§ Tantangan A
Menurut petikan tentang kartu lebaran dan Natal, mengapa kartu seperti itu sekarang sudah jarang dipakai?

§ Petikan Teks
● ● ● ●
Jika hari telah petang dan matahari telah mulai turun ke Barat, anak-anak itu akan pulang ke rumah masing-masing dengan kantong penuh uang pecahan. Uang itu biasanya untuk membeli jajan atau membeli mercon. Dan di malam itu tak henti-hentinya bunyi mercon memekakkan telinga (saat itu mercon belum dilarang seperti sekarang). Waktu itu membunyikan mercon hanya untuk “having fun”, bukan untuk menggangu orang lain atau untuk tawuran seperti yang terjadi baru-baru ini di Pamulang (Tangerang) sampai ada 6 anak mati karena perang petasan3)

Biasanya pada lebaran, saya membeli banyak kartu lebaran untuk saya kirimkan ke teman-teman saya yang muslim. Di hari Natal, gantian saya banyak menerima kartu dari mereka. Sekarang kartu seperti itu sudah jarang dipakai karena orang lebih praktis mengirim salam lewat sms. Tidak tahu, apakah karena sms lebih cepat, lebih irit atau spirit persaudaraan kita yang sudah semakin luntur. Padahal, begitu dalam kesan yang waktu itu ditimbulkan setiap kali saya menerima kartu Natal, bukan karena gambarnya, dan bukan pula karena mahalnya, tetapi karena di dalamnya ada goresan tulisan teman saya itu, yang dengan tulus menulis: “Selamat Natal, aku turut berbahagia denganmu yang hari ini sedang berbahagia merayakan Natal.

Mengapa salam-salam seperti itu sekarang (yang terkirim lewat sms) tak pernah begitu kena di hati? Apakah kemajuan teknologi telah mengaburkan rasa cinta? Tuluskah kita ketika kita saling berkirim salam lewat sms? Sedangkan mungkin ada di antara kita yang bahkan hanya sekedar mem-forward pesan sms orang lain? Jika demikian, benarkah kita menghargai orang yang kita beri salam? Hhhhh…. Saya tidak tahu karena ini berbicara rasa. Tetapi bukan karena sms itu yang terutama membuat saya sedih. Yang membuat saya sedih adalah beberapa teman yang dulu selalu berkirim salam Natal, sekarang tidak pernah lagi. Ketika saya mencari tahu, terjawablah kesedihan saya itu setelah mengerti bahwa teman saya itu sudah tidak bisa lagi memberi salam Natal. Tidak bisa? Ya, tidak bisa, karena tidak boleh. Tidak boleh karena saya berbeda.
● ● ● ●
§ Isi Kumpulan Data

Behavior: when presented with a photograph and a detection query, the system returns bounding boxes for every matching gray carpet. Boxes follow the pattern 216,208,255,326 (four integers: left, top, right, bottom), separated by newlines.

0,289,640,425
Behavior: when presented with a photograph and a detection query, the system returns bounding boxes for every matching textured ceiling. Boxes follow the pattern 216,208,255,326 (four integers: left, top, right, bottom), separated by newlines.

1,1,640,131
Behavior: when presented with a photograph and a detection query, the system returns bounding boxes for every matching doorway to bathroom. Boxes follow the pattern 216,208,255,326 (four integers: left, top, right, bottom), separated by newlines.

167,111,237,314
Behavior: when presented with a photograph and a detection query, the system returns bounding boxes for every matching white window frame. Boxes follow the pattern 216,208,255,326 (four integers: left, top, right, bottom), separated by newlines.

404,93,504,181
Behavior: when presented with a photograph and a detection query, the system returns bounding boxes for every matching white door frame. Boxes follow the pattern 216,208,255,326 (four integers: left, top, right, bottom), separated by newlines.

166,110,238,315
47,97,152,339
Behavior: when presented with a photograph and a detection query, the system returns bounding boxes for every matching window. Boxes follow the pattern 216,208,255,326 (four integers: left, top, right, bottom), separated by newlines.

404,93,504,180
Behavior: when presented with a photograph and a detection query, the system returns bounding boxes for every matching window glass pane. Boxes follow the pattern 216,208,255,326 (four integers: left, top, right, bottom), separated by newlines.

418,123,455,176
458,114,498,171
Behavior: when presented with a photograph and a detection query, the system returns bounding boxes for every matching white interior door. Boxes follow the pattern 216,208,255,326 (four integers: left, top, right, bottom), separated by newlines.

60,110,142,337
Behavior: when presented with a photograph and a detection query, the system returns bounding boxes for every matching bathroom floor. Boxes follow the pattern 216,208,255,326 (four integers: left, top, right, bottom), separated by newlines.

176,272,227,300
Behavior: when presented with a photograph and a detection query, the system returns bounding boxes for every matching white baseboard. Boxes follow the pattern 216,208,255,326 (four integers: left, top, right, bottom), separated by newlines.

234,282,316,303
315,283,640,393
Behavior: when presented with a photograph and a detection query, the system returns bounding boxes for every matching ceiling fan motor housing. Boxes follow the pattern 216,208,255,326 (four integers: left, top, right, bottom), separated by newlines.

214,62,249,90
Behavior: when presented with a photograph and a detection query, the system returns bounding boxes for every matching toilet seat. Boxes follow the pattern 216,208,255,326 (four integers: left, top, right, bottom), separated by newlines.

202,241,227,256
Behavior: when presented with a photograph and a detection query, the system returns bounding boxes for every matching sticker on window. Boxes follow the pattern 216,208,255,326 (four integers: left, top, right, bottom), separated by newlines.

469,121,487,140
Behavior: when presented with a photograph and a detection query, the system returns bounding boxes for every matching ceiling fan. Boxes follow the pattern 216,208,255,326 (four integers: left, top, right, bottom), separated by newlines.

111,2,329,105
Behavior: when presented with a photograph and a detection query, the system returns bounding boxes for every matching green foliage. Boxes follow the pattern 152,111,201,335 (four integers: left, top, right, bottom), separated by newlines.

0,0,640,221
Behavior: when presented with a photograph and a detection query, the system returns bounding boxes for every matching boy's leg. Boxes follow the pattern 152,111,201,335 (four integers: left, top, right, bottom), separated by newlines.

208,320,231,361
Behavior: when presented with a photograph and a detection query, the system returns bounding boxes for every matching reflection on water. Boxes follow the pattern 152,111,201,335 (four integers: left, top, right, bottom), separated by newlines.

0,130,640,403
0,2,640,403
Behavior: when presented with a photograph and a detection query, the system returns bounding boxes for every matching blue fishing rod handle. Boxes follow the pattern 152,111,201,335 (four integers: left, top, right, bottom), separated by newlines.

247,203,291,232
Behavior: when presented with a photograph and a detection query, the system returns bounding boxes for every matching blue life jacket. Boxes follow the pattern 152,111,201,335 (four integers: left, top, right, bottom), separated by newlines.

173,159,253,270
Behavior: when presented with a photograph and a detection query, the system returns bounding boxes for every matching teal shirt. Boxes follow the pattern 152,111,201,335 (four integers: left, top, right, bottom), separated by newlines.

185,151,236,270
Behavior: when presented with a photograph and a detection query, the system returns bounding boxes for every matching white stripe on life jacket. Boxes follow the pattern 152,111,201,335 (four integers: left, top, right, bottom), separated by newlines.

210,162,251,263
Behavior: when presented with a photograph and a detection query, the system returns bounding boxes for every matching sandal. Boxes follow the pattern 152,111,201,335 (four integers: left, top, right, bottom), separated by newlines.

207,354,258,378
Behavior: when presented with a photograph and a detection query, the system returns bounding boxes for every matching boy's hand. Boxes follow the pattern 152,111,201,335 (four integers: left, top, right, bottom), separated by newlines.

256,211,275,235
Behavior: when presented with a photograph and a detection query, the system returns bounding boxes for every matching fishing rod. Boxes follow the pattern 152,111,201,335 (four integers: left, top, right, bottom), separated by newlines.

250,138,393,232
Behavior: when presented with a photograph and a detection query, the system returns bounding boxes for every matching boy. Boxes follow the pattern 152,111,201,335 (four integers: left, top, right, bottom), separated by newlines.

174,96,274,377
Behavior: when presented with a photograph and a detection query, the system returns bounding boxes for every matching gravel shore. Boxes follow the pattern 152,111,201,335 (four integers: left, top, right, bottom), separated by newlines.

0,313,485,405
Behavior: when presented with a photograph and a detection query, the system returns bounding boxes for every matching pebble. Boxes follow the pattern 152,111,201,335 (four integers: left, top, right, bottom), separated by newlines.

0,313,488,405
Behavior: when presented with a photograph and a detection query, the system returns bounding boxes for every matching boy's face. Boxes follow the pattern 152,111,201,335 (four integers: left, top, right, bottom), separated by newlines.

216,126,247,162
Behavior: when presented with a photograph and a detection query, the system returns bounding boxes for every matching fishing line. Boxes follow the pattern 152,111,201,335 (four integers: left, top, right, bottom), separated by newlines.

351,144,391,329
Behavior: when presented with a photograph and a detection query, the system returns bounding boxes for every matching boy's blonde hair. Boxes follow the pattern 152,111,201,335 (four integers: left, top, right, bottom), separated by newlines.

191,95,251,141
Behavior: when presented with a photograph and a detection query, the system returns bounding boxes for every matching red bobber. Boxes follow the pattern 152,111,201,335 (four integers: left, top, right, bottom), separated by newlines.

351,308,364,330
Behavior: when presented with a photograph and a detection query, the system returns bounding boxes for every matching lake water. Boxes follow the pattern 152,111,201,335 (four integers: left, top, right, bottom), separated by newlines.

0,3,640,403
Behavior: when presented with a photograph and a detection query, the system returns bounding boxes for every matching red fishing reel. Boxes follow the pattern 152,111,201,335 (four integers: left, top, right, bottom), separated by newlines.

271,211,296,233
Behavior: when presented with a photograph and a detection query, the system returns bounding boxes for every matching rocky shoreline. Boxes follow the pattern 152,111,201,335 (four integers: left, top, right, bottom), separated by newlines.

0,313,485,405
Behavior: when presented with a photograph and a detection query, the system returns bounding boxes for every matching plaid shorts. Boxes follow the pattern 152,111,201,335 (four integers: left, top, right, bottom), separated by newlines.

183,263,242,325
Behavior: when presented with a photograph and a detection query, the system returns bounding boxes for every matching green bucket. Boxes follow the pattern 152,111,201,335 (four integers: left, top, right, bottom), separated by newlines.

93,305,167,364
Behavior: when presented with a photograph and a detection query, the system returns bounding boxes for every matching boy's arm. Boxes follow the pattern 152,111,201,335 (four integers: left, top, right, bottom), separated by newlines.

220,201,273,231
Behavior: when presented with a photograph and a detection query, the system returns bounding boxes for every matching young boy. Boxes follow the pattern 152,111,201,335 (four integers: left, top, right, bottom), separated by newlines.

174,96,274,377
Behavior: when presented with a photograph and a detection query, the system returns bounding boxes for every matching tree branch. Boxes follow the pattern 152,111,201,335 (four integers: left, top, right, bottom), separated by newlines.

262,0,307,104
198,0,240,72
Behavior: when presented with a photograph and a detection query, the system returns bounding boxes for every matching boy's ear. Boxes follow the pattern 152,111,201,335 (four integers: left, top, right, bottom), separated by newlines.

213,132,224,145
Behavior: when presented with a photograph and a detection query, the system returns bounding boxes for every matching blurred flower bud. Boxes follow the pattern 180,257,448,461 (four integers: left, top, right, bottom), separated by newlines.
● ● ● ●
§ Tantangan B
Ubah catatan mulai dari baris yang memuat "matching boy's ear." sampai akhir catatan dengan mengganti "photograph" menjadi "image", tanpa mengubah bagian lainnya.

§ Jawaban Tertulis A
Karena orang lebih praktis mengirim salam lewat sms.

§ Jawaban Tertulis B
Behavior: when presented with a image and a detection query, the system returns bounding boxes for every matching boy's ear. Boxes follow the pattern 152,111,201,335 (four integers: left, top, right, bottom), separated by newlines.

213,132,224,145
Behavior: when presented with a image and a detection query, the system returns bounding boxes for every matching blurred flower bud. Boxes follow the pattern 180,257,448,461 (four integers: left, top, right, bottom), separated by newlines.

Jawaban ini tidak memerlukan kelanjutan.